Print the entries exactly as they appear, and omit any images.

=== Section Start ===

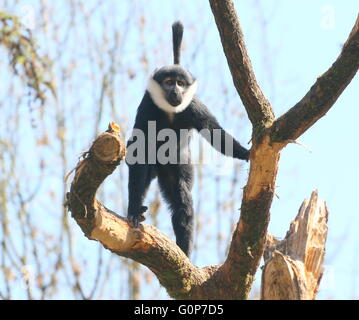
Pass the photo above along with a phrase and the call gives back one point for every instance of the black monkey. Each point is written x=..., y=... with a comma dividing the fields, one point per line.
x=170, y=103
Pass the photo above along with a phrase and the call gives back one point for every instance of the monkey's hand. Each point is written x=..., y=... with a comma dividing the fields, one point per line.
x=137, y=217
x=246, y=155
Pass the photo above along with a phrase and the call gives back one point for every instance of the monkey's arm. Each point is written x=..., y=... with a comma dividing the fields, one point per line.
x=208, y=126
x=136, y=192
x=138, y=172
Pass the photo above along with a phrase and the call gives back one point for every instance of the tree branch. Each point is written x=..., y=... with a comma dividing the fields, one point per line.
x=322, y=95
x=293, y=266
x=146, y=244
x=257, y=106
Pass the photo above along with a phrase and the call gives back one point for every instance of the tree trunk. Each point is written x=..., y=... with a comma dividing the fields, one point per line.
x=293, y=267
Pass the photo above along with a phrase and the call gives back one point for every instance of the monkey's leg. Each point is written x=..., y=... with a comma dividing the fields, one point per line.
x=176, y=184
x=140, y=177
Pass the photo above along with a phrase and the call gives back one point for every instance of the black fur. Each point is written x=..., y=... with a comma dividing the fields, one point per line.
x=175, y=180
x=177, y=34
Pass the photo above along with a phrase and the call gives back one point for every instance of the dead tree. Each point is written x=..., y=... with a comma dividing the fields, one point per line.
x=233, y=279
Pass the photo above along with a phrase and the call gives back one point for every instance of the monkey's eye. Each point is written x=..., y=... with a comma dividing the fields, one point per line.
x=169, y=82
x=181, y=83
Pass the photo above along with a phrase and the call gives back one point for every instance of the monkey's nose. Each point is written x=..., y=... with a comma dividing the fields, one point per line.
x=174, y=99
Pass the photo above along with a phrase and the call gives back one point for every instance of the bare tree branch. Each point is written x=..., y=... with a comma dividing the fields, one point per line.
x=258, y=107
x=322, y=95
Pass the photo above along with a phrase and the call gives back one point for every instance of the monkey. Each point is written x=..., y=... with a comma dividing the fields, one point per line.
x=170, y=102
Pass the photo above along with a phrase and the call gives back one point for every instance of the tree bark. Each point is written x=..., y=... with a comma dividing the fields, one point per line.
x=233, y=279
x=293, y=267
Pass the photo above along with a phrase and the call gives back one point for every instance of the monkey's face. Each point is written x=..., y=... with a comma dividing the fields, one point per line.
x=176, y=84
x=174, y=89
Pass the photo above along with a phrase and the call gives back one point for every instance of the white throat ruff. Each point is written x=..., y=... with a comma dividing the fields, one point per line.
x=159, y=99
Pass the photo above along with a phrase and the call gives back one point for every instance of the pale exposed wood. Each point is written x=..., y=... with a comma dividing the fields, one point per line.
x=293, y=266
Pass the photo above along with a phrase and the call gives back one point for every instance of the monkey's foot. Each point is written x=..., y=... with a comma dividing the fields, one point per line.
x=138, y=218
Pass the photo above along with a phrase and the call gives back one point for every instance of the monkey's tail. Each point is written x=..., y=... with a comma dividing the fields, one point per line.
x=177, y=34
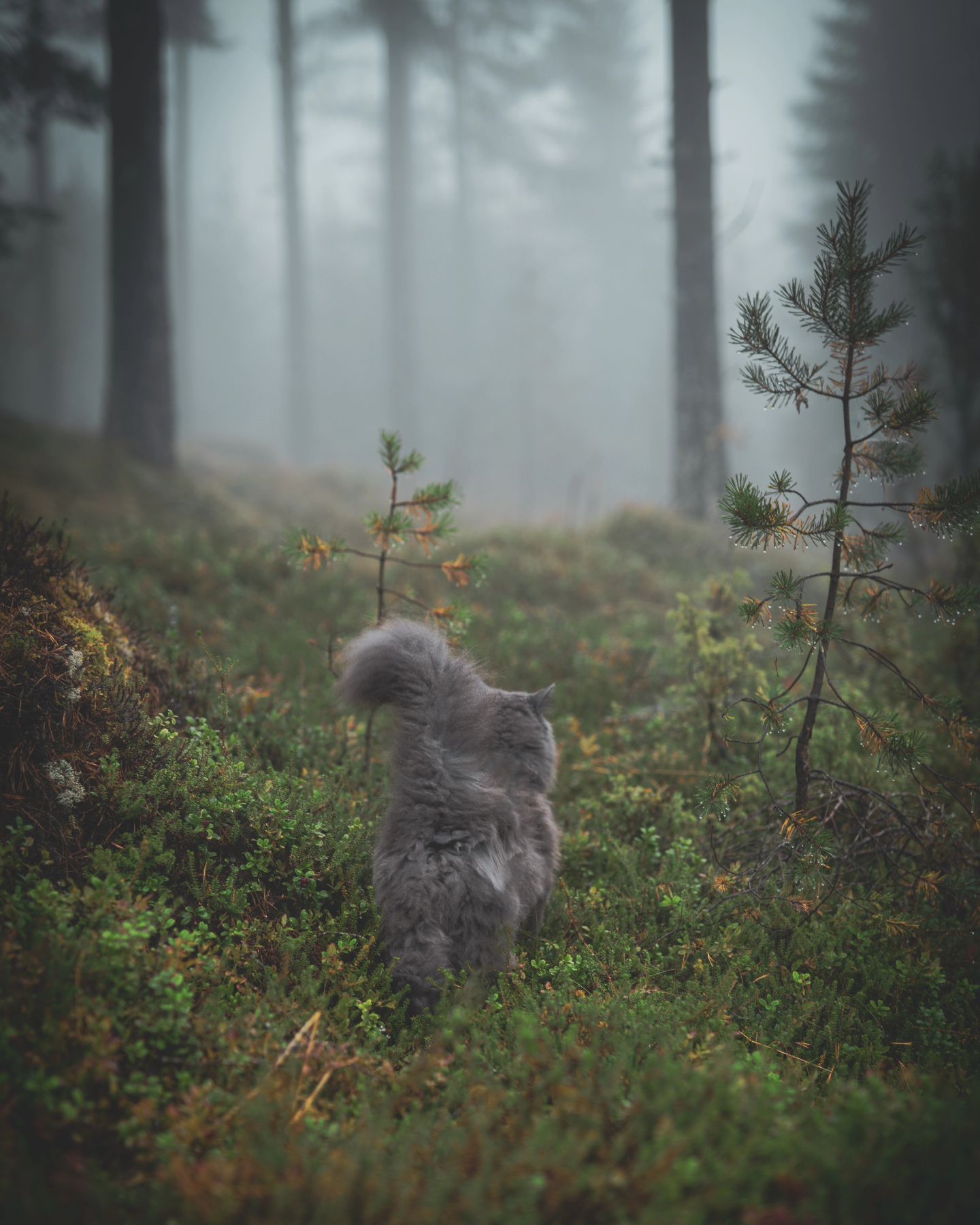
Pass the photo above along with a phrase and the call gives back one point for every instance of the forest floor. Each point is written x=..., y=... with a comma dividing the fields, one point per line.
x=196, y=1023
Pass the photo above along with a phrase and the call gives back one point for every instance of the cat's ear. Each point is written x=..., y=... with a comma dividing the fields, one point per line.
x=542, y=700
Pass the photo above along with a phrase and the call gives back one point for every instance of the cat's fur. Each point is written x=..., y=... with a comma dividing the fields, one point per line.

=== Section End ===

**ANSWER TO THIS TASK**
Pass the photo above along with a phrase and the call gives back one point for every instance of the black monkey. Each point is written x=..., y=... with a comma dividing the fields, one point per line.
x=170, y=103
Pass the photo above along with a phrase and the call gives back one point for every instance of the monkey's hand. Each point is written x=..., y=... with a comma dividing the fields, one point per line.
x=137, y=217
x=246, y=155
Pass the photo above along with a phrase and the call gives back one point for every instance of the monkey's arm. Each point is written x=..., y=... with a comma dividing the fields, one point per line.
x=208, y=126
x=136, y=192
x=138, y=172
Pass the photo above along with a phrase and the call gives back one point for every instance of the tree branch. Each point is written x=..., y=... with a comma dividing the fields, one point per line.
x=322, y=95
x=293, y=266
x=146, y=244
x=257, y=106
Pass the photo above along with a phrase and the call gives back one point for every instance of the tree trunk. Each point is written x=..., y=... with a comma dividing the fields, one point per line.
x=293, y=267
Pass the photo above along with a phrase and the call gives back one point for every instance of the monkey's leg. Each point is written x=..., y=... with a comma dividing the fields, one point per line.
x=176, y=184
x=140, y=177
Pass the photo above along with a phrase and the call gives back one point for every instance of the black fur. Each point is written x=..., y=... with a comma dividing the fields, one point per line.
x=175, y=180
x=177, y=34
Pass the photo above along with a phrase and the call gives back one point for every instance of the dead tree. Each point is written x=..., y=... with a comma dividing the fields, one point per line.
x=233, y=279
Pass the photo above along with a phrase and the call gives back one point for every instance of the monkey's eye. Each point is written x=..., y=... with a comma dividing the fields, one point per line.
x=169, y=82
x=181, y=83
Pass the photo above along with a phrase and the call gives back one point for every instance of the monkey's nose. Each point is written x=..., y=... with a comma dividing the fields, one point per line.
x=174, y=99
Pass the photo above along with a phrase and the call gives back one point for every instance of the bare tree branch. Each point is written x=..., y=... with a comma dividing the fields, one point per line.
x=258, y=107
x=322, y=95
Pass the photo above along with a phrase and the call gives back one point for every instance of the monkey. Each point is written x=..., y=... with a comma dividing the fields, one point per line.
x=170, y=102
Pass the photo above along with a phrase and the call gives back one point for every instance of the tree bark. Each point is written x=..., y=... with a comma dividing the fields, one point per line.
x=233, y=279
x=293, y=267
Pass the photo above along with a phrase and the call gives back one point for every instance of the monkey's face. Each point is written x=..., y=... with a comma dividing the fields, one point per line.
x=176, y=84
x=174, y=89
Pass the photo above along with a phrase and the call gives back one point for every instance of the white throat ruff. Each point is written x=..., y=... with a comma dividing the fields, one point per line.
x=159, y=99
Pass the photo above along with a phrase and the call gives back one point for every instance of the pale exposed wood. Each point is written x=..., y=... with a comma dividing the fields, one point per line.
x=293, y=266
Pass the photo above along with a phrase and the call gives back one point for every instance of the monkey's foot. Each point is written x=..., y=... with a comma dividing the fields, one point per line.
x=138, y=218
Pass the photo above along with a phrase and the call gives back one point for every instance of the monkey's tail. Each point is written x=..., y=... with a comma dividing the fields, one point per line.
x=177, y=34
Pass the photo above along with a phrase and the call gives back one point for every instance of the forest floor. Each point is written x=..., y=... with a comma dividing the fields, one point per line.
x=196, y=1023
Pass the photo above along with a phrase and the call gives back one point for every instance of the cat's ear. Each point is written x=..., y=... with a comma dividing the fields, one point per line.
x=542, y=700
Pass the photo above along with a phrase and the call gives back one point for every instance of the cat's fur. Each point is written x=..., y=... with a comma dividing the fields, one point per line.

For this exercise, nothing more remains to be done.